>>>>>

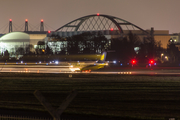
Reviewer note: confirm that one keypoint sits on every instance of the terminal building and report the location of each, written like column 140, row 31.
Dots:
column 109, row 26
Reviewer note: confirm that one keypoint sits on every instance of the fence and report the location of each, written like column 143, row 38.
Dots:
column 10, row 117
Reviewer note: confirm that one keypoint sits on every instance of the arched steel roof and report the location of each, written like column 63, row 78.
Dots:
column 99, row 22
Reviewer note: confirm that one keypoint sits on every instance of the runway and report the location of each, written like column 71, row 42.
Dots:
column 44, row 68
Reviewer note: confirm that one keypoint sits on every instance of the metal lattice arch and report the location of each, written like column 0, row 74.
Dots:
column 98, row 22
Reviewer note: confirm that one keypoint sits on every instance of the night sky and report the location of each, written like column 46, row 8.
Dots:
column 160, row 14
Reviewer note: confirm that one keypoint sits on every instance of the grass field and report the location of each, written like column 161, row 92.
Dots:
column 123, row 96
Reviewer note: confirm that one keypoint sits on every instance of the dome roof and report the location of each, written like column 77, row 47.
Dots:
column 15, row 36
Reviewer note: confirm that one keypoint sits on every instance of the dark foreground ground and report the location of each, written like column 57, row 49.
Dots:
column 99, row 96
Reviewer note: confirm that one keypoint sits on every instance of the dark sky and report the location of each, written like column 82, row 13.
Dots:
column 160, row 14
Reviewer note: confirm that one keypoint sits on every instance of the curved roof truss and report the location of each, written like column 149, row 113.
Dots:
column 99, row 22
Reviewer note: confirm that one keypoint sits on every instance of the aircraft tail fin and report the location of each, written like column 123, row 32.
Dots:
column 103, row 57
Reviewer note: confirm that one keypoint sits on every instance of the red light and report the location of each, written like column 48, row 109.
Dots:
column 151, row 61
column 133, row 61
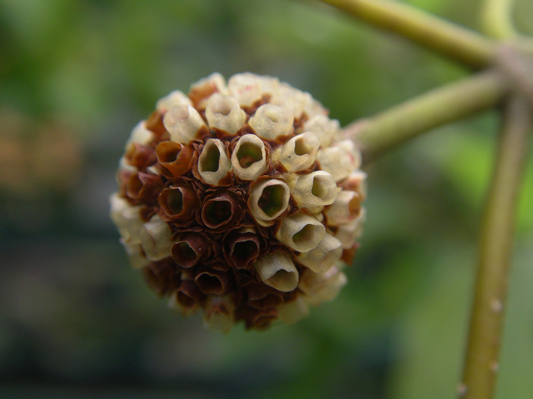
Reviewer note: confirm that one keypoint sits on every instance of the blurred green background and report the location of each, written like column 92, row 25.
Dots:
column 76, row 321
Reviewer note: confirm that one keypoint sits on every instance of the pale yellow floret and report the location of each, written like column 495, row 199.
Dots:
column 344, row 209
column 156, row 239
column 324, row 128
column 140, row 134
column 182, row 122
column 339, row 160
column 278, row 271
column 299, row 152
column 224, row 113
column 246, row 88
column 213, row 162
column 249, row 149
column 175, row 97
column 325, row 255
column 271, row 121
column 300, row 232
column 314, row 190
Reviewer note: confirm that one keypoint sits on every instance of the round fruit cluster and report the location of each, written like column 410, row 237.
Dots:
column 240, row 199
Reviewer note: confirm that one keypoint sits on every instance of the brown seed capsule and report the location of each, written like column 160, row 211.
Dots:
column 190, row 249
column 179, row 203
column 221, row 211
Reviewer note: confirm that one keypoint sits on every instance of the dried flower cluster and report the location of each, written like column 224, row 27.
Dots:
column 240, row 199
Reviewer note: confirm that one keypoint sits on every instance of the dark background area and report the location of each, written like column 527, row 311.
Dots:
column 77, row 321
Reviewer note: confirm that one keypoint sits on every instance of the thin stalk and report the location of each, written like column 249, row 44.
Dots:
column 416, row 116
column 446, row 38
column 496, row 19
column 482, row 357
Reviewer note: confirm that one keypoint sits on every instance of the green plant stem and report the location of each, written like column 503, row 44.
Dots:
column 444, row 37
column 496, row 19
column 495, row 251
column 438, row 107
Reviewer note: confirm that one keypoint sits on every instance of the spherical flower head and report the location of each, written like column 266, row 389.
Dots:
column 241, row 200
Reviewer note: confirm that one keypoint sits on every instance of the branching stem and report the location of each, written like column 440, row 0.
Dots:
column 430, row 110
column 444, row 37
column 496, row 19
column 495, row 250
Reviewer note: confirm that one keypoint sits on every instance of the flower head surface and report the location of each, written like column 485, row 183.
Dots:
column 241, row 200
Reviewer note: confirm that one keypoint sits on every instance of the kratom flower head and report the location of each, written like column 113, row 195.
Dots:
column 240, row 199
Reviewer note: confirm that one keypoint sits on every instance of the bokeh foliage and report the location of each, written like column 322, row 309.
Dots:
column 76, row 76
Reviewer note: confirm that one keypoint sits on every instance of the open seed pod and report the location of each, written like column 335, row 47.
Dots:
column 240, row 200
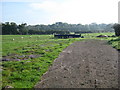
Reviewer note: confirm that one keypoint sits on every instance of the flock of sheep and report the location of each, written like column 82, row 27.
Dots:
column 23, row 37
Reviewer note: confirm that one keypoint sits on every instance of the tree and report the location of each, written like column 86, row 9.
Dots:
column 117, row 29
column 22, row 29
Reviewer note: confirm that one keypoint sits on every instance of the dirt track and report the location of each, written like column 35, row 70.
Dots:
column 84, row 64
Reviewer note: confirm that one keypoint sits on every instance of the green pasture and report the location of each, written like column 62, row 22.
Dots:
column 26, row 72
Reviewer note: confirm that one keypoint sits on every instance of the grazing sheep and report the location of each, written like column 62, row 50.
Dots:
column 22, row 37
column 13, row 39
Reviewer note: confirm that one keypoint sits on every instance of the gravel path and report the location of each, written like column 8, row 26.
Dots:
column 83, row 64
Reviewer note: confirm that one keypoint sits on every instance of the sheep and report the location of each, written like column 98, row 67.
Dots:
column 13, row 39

<<<<<

- WORK TO COMPLETE: Keep every word of the records exact as you write them out, but drop the pictures.

- WRITTEN REPLY:
Reviewer note: confirm that one keypoint sits on every instance of the terminal building and report the location of each, written like column 140, row 31.
Dots:
column 109, row 26
Reviewer note: confirm that one keypoint sits on every instance of the fence and report the location of each, written like column 143, row 38.
Dots:
column 10, row 117
Reviewer note: confirm that one keypoint sits on every instance of the arched steel roof and report the location of each, written like column 63, row 78.
Dots:
column 99, row 22
Reviewer note: confirm that one keypoint sits on every instance of the runway and report the location of each, written like column 71, row 42.
Dots:
column 44, row 68
Reviewer note: confirm that one keypoint sits on every instance of the metal lattice arch and report the location of each, written like column 0, row 74.
Dots:
column 98, row 22
Reviewer note: confirm that one keypoint sits on every instance of the night sky and report the location of each, written like column 46, row 8.
Dots:
column 160, row 14
Reviewer note: confirm that one keypoint sits on every instance of the grass field and report the location of each, written like column 161, row 92.
Dots:
column 123, row 96
Reviewer note: confirm that one keypoint sits on every instance of the dome roof and report the location of each, written like column 77, row 47.
Dots:
column 15, row 36
Reviewer note: confirm that one keypoint sits on every instance of the dark foreground ground and report the location of each, written like column 57, row 49.
Dots:
column 99, row 96
Reviewer note: confirm that one keypoint sits on every instance of the dark sky and report the location of each, written like column 82, row 13.
Dots:
column 160, row 14
Reviewer note: confirm that one keypoint sits on every instance of the curved roof truss and report the location of each, written like column 149, row 113.
Dots:
column 99, row 22
Reviewer note: confirm that one keypoint sits on every instance of the aircraft tail fin and report the location of each, written like column 123, row 32.
Dots:
column 103, row 57
Reviewer note: confirm that one keypoint sits on every instance of the red light and report the location of each, written like column 48, row 109.
Dots:
column 151, row 61
column 133, row 61
Reviewer note: confirm that one keypoint sits on every instance of the blurred green background and report the location of each, written like column 92, row 25.
Dots:
column 76, row 321
Reviewer note: confirm that one keypoint sits on every instance of the pale yellow floret and report the location of each, written like column 495, row 199.
Dots:
column 344, row 209
column 156, row 239
column 324, row 128
column 140, row 134
column 182, row 122
column 339, row 160
column 278, row 271
column 299, row 152
column 224, row 113
column 246, row 88
column 213, row 162
column 249, row 149
column 175, row 97
column 325, row 255
column 271, row 121
column 300, row 232
column 314, row 190
Reviewer note: confirm that one keypoint sits on every instance of the round fruit cluster and report the location of each, written like column 410, row 237.
Dots:
column 240, row 199
Reviewer note: confirm that one keypoint sits on every instance of the brown seed capsule and report the location of each, written like column 160, row 211.
Dots:
column 190, row 249
column 179, row 203
column 221, row 211
Reviewer note: confirm that one keypoint sits on every instance of the dried flower cluster and report the location of each, written like column 224, row 27.
Dots:
column 240, row 199
Reviewer note: confirm that one keypoint sits on every instance of the dark background area and report the location of each, written like column 527, row 311.
Dots:
column 77, row 321
Reviewer note: confirm that one keypoint sits on every instance of the thin stalk and report the location of each, written like column 249, row 44.
Dots:
column 416, row 116
column 446, row 38
column 496, row 19
column 482, row 357
Reviewer note: confirm that one keypoint sits on every instance of the green plant stem and report the location of each, written like column 503, row 44.
Dots:
column 444, row 37
column 496, row 19
column 495, row 251
column 438, row 107
Reviewer note: confirm that one keypoint sits on every instance of the spherical flower head and report the location of each, written like column 266, row 389.
Dots:
column 241, row 200
Reviewer note: confirm that one keypoint sits on every instance of the branching stem and report the location of each, written like column 440, row 0.
Dots:
column 430, row 110
column 444, row 37
column 496, row 19
column 495, row 250
Reviewer note: confirm that one keypoint sits on every instance of the flower head surface and report the location of each, written like column 485, row 183.
Dots:
column 241, row 200
Reviewer note: confirm that one keypoint sits on every instance of the kratom flower head and report the location of each, written like column 113, row 195.
Dots:
column 240, row 199
Reviewer note: confirm that one keypoint sits on every instance of the bokeh foliage and report the location of each, written like column 322, row 309.
Dots:
column 76, row 76
Reviewer note: confirm that one keypoint sits on every instance of the open seed pod and report the location of each, written like column 335, row 47.
Dots:
column 240, row 200
Reviewer note: confirm that one keypoint sits on every instance of the flock of sheep and report the location of each, written like column 82, row 27.
Dots:
column 23, row 37
Reviewer note: confirm that one keypoint sits on every instance of the tree and report the location of each, written like column 86, row 9.
Dots:
column 117, row 29
column 22, row 29
Reviewer note: confirm that one keypoint sits on every instance of the dirt track and report the location of each, written like column 35, row 70.
Dots:
column 84, row 64
Reviewer note: confirm that one keypoint sits on every instance of the green pasture and report the location of each, written like column 62, row 22.
Dots:
column 26, row 72
Reviewer note: confirm that one keypoint sits on every instance of the grazing sheep and report the location of each, written like column 62, row 50.
Dots:
column 22, row 37
column 13, row 39
Reviewer note: confirm that one keypoint sits on every instance of the gravel path and report the location of each, written like column 8, row 26.
Dots:
column 83, row 64
Reviewer note: confirm that one keypoint sits on every instance of the sheep and report the location of each, written like column 98, row 67.
Dots:
column 13, row 39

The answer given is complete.